_TASK_
Rescale the records from the line containing "the bell tower." through the end of the records. Write those lines out again, requests included, with each coordinate in the answers multiplied by 0.7 and rounded to a whole number, halves rounding up.

_Coordinate labeling data_
[start]

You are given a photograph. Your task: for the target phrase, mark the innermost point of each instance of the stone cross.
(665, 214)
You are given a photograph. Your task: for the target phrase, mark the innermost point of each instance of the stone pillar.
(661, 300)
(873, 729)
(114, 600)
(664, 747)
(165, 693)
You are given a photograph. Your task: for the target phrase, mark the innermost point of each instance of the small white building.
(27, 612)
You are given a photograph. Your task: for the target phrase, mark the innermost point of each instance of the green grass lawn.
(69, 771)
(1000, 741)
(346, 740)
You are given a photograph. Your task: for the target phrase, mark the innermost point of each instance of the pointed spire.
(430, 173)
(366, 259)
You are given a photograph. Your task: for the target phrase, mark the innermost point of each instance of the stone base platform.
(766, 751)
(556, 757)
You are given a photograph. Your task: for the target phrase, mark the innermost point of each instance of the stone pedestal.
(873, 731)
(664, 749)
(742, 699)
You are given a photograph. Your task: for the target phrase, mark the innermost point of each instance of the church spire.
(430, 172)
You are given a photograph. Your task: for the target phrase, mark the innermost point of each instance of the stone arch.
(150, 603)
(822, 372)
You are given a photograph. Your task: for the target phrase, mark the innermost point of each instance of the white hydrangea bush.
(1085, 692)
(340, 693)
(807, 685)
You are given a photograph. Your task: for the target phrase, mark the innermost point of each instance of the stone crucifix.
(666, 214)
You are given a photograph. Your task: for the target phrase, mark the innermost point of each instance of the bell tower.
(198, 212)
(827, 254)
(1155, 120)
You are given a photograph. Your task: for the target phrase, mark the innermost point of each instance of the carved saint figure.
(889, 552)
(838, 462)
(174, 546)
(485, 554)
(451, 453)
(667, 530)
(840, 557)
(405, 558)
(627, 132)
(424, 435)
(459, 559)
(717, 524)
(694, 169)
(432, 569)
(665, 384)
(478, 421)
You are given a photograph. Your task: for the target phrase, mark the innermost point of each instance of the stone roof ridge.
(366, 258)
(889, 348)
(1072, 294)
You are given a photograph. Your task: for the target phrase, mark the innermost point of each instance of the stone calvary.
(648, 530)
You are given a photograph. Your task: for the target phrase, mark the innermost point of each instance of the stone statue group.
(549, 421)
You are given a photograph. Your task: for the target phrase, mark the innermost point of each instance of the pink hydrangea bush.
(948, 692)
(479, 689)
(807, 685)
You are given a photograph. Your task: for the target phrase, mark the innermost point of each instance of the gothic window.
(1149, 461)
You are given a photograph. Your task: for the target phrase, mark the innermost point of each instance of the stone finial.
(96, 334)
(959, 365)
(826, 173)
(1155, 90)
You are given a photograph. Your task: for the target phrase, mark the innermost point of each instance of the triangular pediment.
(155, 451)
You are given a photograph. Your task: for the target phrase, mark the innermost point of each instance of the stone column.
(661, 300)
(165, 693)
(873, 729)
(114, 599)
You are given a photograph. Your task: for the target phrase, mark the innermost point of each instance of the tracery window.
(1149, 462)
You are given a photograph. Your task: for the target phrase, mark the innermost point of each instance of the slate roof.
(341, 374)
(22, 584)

[end]

_OUTPUT BELOW_
You are given a photograph. Your task: for the target phrase, mark the innermost point of each instance of the bell tower.
(139, 148)
(579, 178)
(809, 84)
You are given a photograph. Your task: for the target phrase, mark the innermost point of each instance of the carved saint figure.
(622, 386)
(587, 323)
(122, 382)
(340, 388)
(316, 317)
(467, 371)
(588, 390)
(284, 391)
(439, 92)
(297, 305)
(321, 391)
(502, 367)
(486, 118)
(302, 398)
(466, 269)
(335, 295)
You are given a photograph. Your task: for the target phrase, mark the innermost point of each instance of the stone roof ridge.
(256, 181)
(622, 244)
(750, 206)
You are given a photograph. Your task: for the target phrase, mark the innermost point of each instance of the stone calvary.
(454, 371)
You are given a photograph. Your task: for the target phrase, mark the innermost point of each instance of the stone statue group.
(384, 295)
You are given a photograph. Your task: for the target phrase, mark the innermost point of each instance of the pink hydrangea bush.
(664, 484)
(335, 482)
(565, 480)
You are given a photograph. Your task: for the target phrase, mark the innermost point of each instance of the gothic window.
(804, 323)
You are given a photograph. Your task: for the target phrase, mark the innermost point of each instance of the stone finial.
(67, 234)
(671, 256)
(578, 121)
(809, 63)
You are given a photograph. Your task: for the target phrase, mark the innermost point of each instance of the triangular pediment.
(109, 316)
You are given a photograph. Your task: for the target phrase, mark the innermost point of each instance of the stone column.
(463, 210)
(116, 485)
(611, 510)
(80, 419)
You are given a photograph. Your task: for the target phrase, mark the innermost point of each instance of the tracery window.
(804, 323)
You are given a photograph. Your task: for the target phrase, mark the innermost point of each instance of the slate roof.
(239, 262)
(15, 409)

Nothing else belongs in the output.